» About this task
When you reproduce these records, keep every word exactly and drop the images.

+ + + +

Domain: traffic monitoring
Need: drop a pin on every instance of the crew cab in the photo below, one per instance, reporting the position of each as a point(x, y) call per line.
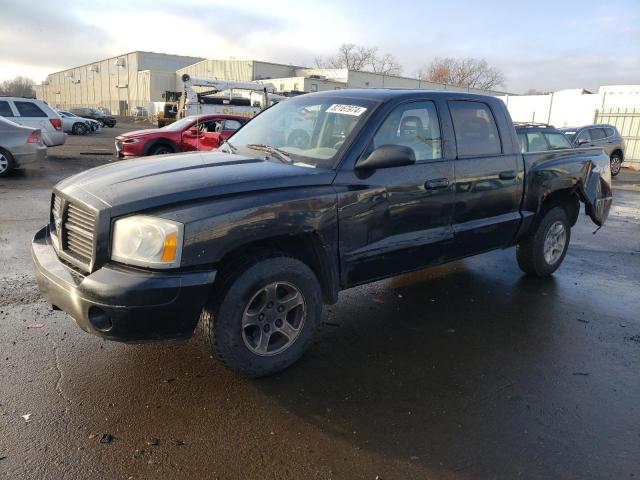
point(197, 132)
point(252, 239)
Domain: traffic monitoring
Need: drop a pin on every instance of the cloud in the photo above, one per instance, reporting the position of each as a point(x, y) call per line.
point(49, 35)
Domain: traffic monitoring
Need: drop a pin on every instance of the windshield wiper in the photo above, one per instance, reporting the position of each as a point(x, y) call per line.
point(232, 148)
point(276, 152)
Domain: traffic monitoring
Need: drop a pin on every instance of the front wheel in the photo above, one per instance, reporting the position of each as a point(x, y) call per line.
point(6, 163)
point(616, 164)
point(541, 253)
point(80, 129)
point(263, 315)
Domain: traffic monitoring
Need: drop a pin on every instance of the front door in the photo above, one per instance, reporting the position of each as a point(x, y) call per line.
point(488, 181)
point(203, 135)
point(397, 219)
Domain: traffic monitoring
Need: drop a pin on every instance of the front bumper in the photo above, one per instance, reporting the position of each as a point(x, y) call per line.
point(121, 303)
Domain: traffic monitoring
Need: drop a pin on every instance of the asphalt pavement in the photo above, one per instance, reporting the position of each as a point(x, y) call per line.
point(465, 371)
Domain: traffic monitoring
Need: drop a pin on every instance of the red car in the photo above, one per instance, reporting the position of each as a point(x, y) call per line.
point(198, 132)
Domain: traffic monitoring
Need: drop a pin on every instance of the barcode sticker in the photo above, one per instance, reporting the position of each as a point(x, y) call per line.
point(354, 110)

+ + + +

» Response box
Domain: traffic monitoring
Need: drop a pin on every instance of the crew cab in the photo below, one per instance, reporting the position of each as a point(x, y) call per line.
point(197, 132)
point(252, 239)
Domain: traffic monitoring
Need: drop a pin on every instance of the cloud in the photo above, one per instance, reporting the position of each as a point(x, y) call per line.
point(49, 35)
Domain: traffic monitoring
Need: drop a pin on every instance of the windshield wiper in the photo above, one per instance, reporting the position of each as a point(x, y) call per line.
point(232, 148)
point(276, 152)
Domain: traffic monitoring
Need: drop a pin on every instance of the front wheel in the photo above, one per instance, reporting the position of each as a point(x, y) call per line.
point(6, 163)
point(616, 164)
point(541, 253)
point(80, 129)
point(263, 315)
Domain: traffic monitoring
Need: drop a pin on every instance of the front door in the photo above, one per instance, reporting the position of each as a point(x, y) call per line.
point(488, 181)
point(203, 135)
point(397, 219)
Domain: traffic monitoring
Need: drop a pin on every instance of the front bumper in the photo above, one per instance, reporting the position of each as a point(x, y) call per line.
point(121, 303)
Domain: traffic monitoring
Need: drop a pin on every instance of the asphalt pavement in the photo above, one per instance, reporting the position of each as a point(x, y) call per line.
point(465, 371)
Domain: traffic monitoring
Need: drop a pin on every instance of the red car in the photo above, one per instance, reporting the position of each as a point(x, y) call per line.
point(198, 132)
Domain: traffic monitoring
Need: drop a pin on every instance of the barcode sticker in the photo above, one per instance, reporting the position of each as a point(x, y) call per line.
point(354, 110)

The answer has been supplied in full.